• **原典資料**:
- - -
よい病院、よくない病院の見分け方[石井友二]

マネジメントの巧拙が、病院の良し悪しを決めます。多くの病院コンサルティングの成果をお伝えし、自院の運営に役立たせていただくことを目指します。職員がやりがいをもって働ける環境づくりも、もう一つの目的です

組織の形と各階層の傾向(くせ)

f:id:itomoji2002:20220212101245j:plain

組織には形があります。どのような形を採用するのかにより仕事の進め方や働く者の役割、機能が決まります。一般的な形にはピラミッド型組織、文鎮型組織、マトリックス組織などがあります。

 

ピラミッド型組織は最上位の一層に経営者(トップマネジメント)を設置し、下位の二層に中間管理職である部長、課長、係長、主任、そして三層に一般職が配置されピラミッドの形で権限の構造を表現する組織です。多くの組織がこの形態を採用しています。指揮命令系統が1つであり運営がシンプルに行えます。
- - -
領域指示データ:

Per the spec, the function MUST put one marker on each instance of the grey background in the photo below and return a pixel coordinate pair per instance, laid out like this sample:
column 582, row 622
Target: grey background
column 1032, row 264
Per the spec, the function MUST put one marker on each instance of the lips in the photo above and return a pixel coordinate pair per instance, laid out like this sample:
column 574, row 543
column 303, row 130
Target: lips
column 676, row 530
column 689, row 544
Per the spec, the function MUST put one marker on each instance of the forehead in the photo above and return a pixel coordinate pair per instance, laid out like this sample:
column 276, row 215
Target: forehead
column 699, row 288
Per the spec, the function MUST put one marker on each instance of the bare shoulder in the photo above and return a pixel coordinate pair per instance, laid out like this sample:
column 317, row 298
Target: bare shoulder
- - -
• **演習問題**:
[1] 組織の形についての文章から、一般的な組織の形として挙げられているものをすべて書き出してください。
[2] 組織の形についての文章によれば、ピラミッド型組織で運営がシンプルに行えるのはなぜですか。一〜三文で説明してください。
[3] 組織の形についての文章を、最後の文の後から書き継いでください。

• **解答一覧**:
[1] ピラミッド型組織、文鎮型組織、マトリックス組織

[2] ピラミッド型組織では指揮命令系統が1つだからです。

[3]
 

文鎮型組織はトップマネジメント以外は全員が同等の立場にある組織でフラットな組織です。平らであるものの経営者の位置が持ち手になる文鎮に似ていることからそう呼ばれています。中間管理職を置かずチームやチーム間で仕事を進めます。自立した専門職のスタッフが多いとうまくいく印象があります。

 

マトリックス組織は、職能や事業部の2つの系列を縦・横に組み合わせて網の目(マトリックス)のようにした形態の組織です。マトリックス組織では、スタッフは職種により職能別の組織に所属だけでなく、別途他のラインやプロジェクトにも所属しており、職能別、プロジェクト別、地域別等柔軟に行動します。指揮命令系統は2つありルールが整備されていなかったりリーダー同士のコミュニケーションがとれていないと業務の優先順位が混乱するデメリットがあります。

 

このような形式はとらないまでも実務上では、ラインで仕事をしながらプロジェクトに参加するときに同様の課題は起こることがあります。イメージしやすいですね。

 

組織運営の考え方により組織の形は変わります。環境や業務遂行に合わない形の組織を運営することでさまざまな問題が生じます。

 

なので組織は内外ニーズに合わせて変化するものであり、今までも時代の移り変わりのなかで多くの組織の形が提案されてきました。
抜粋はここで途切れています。